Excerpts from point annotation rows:
:::::
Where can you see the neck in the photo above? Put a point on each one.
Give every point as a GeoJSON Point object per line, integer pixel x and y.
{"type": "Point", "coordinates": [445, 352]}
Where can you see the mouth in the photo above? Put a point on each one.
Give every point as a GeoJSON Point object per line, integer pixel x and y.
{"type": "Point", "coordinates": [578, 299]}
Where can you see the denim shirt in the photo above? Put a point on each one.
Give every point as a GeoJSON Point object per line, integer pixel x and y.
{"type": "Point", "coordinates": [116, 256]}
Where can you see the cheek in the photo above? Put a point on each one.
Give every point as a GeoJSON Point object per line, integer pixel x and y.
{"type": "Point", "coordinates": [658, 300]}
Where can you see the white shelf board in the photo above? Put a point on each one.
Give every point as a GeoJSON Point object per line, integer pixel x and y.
:::::
_Given instruction_:
Print the rows exactly as they appear, from the line containing "Where can you see the cheek" through the end of the rows.

_Solution_:
Where can you see the cheek in the photo above? Put a point on each one.
Give every point as a GeoJSON Point object per line, integer pixel x and y.
{"type": "Point", "coordinates": [658, 300]}
Where can you see the white shelf board in the photo above? Put a point on each one.
Give every point as a GeoJSON Point object per line, integer pixel x and y.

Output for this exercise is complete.